What to work on
Nothing but the lines from the one containing "One sample showing" through the last line of the material should appear in the answer, transcribed exactly, pictures excluded.
Extracted records START
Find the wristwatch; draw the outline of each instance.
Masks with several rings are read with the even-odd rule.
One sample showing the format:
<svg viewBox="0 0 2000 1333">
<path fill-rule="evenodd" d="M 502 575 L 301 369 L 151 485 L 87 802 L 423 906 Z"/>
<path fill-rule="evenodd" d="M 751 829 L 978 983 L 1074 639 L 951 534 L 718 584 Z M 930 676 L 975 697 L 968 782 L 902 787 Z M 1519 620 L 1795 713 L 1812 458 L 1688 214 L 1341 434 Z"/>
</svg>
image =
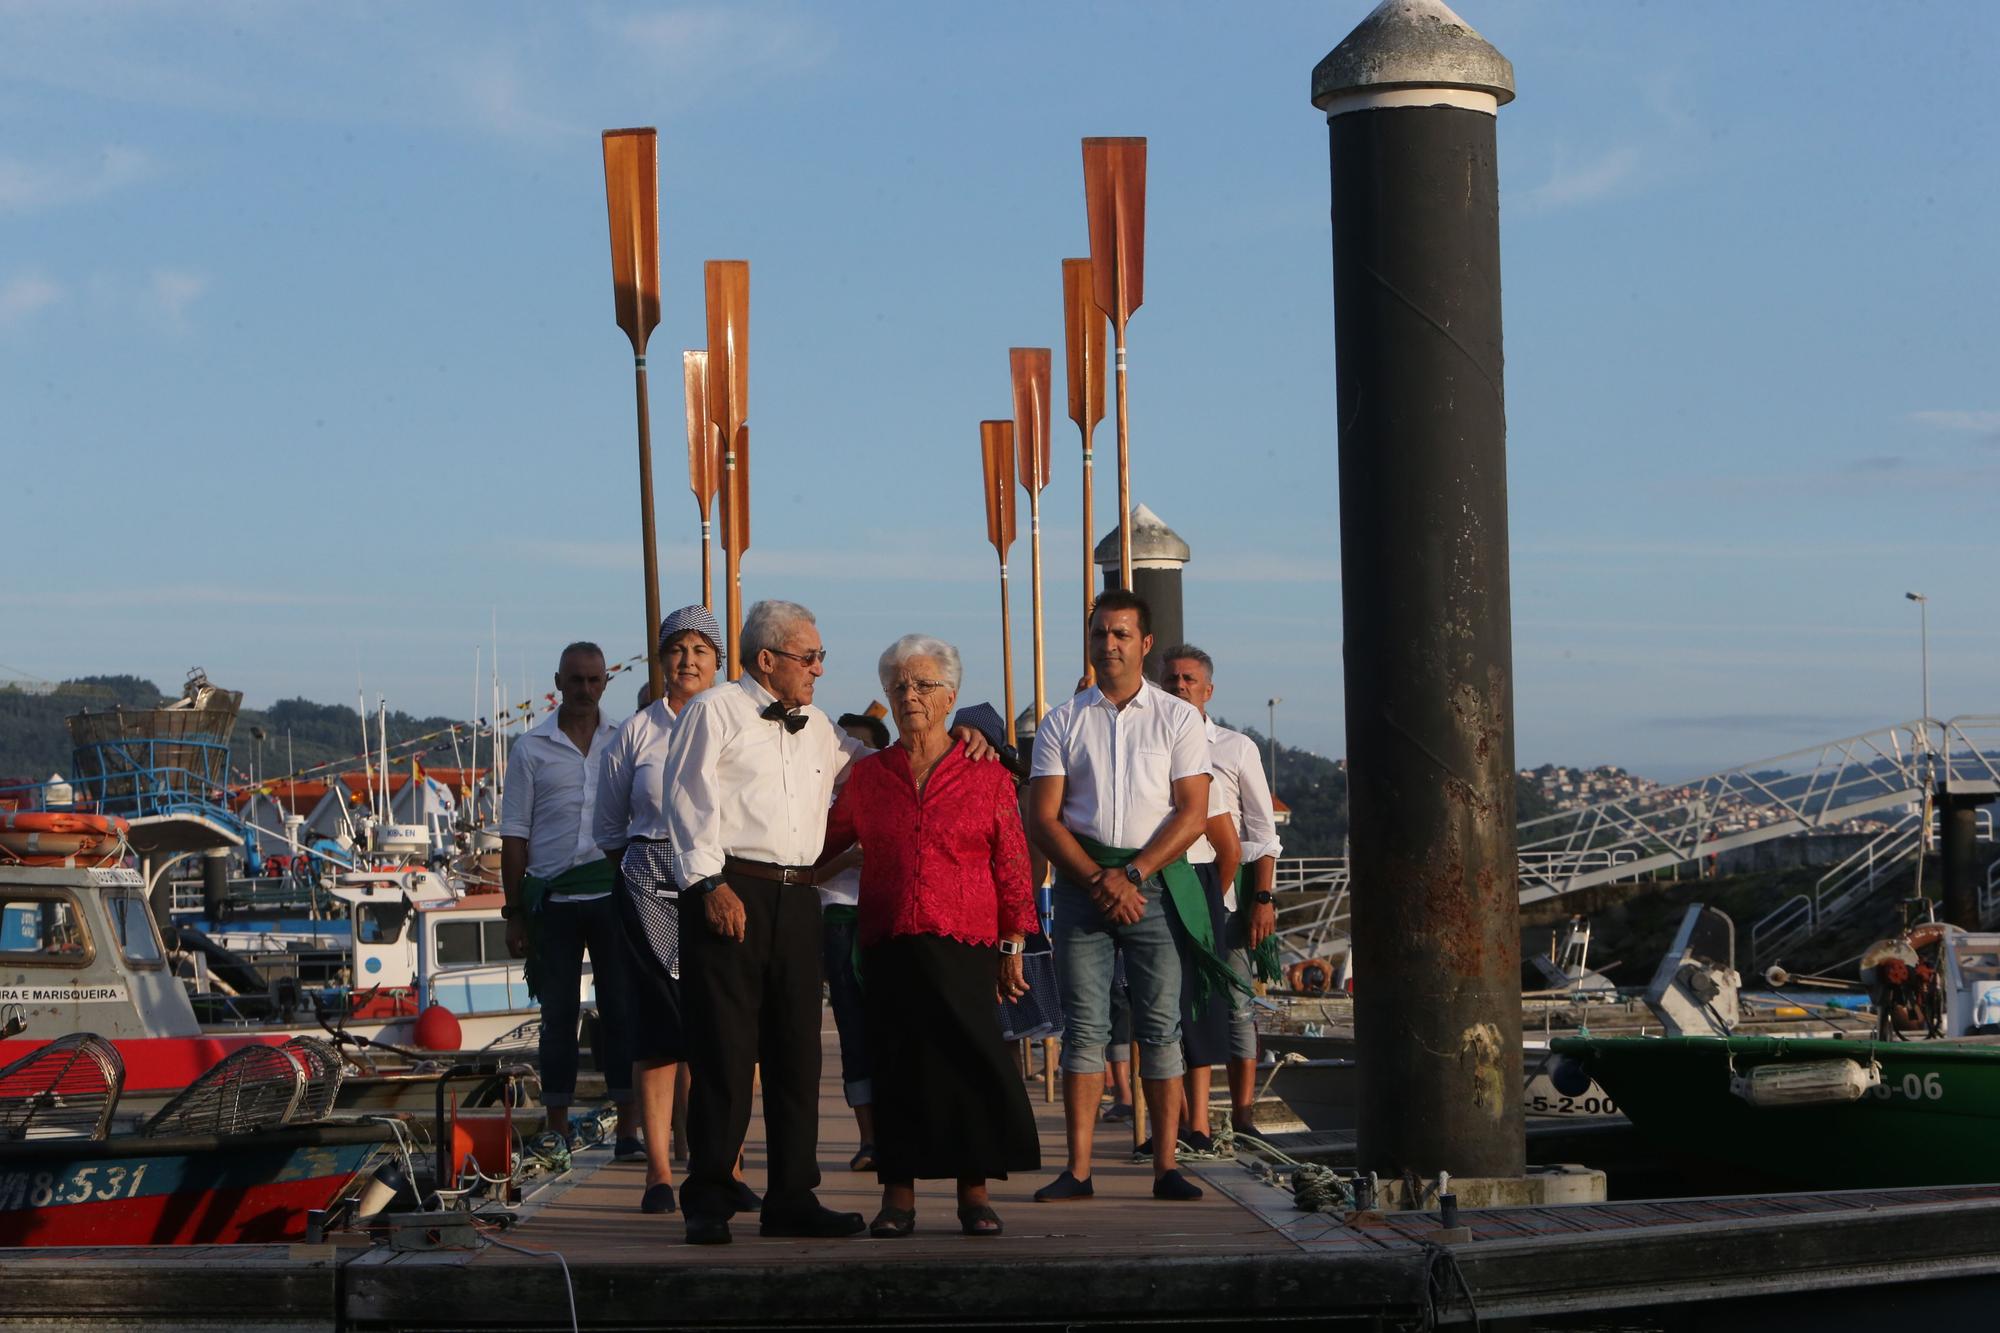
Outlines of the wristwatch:
<svg viewBox="0 0 2000 1333">
<path fill-rule="evenodd" d="M 1125 871 L 1125 878 L 1132 881 L 1134 888 L 1146 882 L 1146 877 L 1139 873 L 1139 867 L 1133 865 L 1130 861 L 1127 861 L 1122 869 Z"/>
<path fill-rule="evenodd" d="M 1250 895 L 1250 901 L 1259 907 L 1269 907 L 1272 903 L 1278 901 L 1278 899 L 1277 895 L 1273 894 L 1269 889 L 1259 889 Z"/>
<path fill-rule="evenodd" d="M 1027 951 L 1027 944 L 1021 940 L 1000 941 L 1000 952 L 1008 958 L 1018 958 Z"/>
<path fill-rule="evenodd" d="M 722 887 L 722 876 L 704 875 L 702 876 L 702 878 L 688 885 L 685 889 L 682 889 L 681 892 L 691 893 L 695 897 L 699 898 L 701 895 L 705 893 L 715 892 L 720 887 Z"/>
</svg>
Extracted records END
Task response
One sample showing the format:
<svg viewBox="0 0 2000 1333">
<path fill-rule="evenodd" d="M 502 575 L 301 369 L 151 485 L 87 802 L 423 906 Z"/>
<path fill-rule="evenodd" d="M 751 829 L 978 983 L 1074 639 L 951 534 L 718 584 Z M 930 676 L 975 697 L 968 782 L 902 787 Z M 1519 620 L 1795 713 L 1812 458 L 1688 214 L 1341 434 Z"/>
</svg>
image =
Outlines of the wristwatch:
<svg viewBox="0 0 2000 1333">
<path fill-rule="evenodd" d="M 1125 871 L 1125 878 L 1132 881 L 1134 888 L 1146 882 L 1146 877 L 1139 873 L 1139 867 L 1133 865 L 1130 861 L 1127 861 L 1122 869 Z"/>
<path fill-rule="evenodd" d="M 1250 895 L 1250 901 L 1259 907 L 1269 907 L 1272 903 L 1278 901 L 1278 899 L 1277 895 L 1273 894 L 1269 889 L 1259 889 Z"/>
<path fill-rule="evenodd" d="M 1027 951 L 1027 944 L 1021 940 L 1000 941 L 1000 952 L 1008 958 L 1018 958 Z"/>
<path fill-rule="evenodd" d="M 722 887 L 722 876 L 704 875 L 702 876 L 702 878 L 688 885 L 685 889 L 682 889 L 681 892 L 691 893 L 695 897 L 699 898 L 701 895 L 705 893 L 715 892 L 720 887 Z"/>
</svg>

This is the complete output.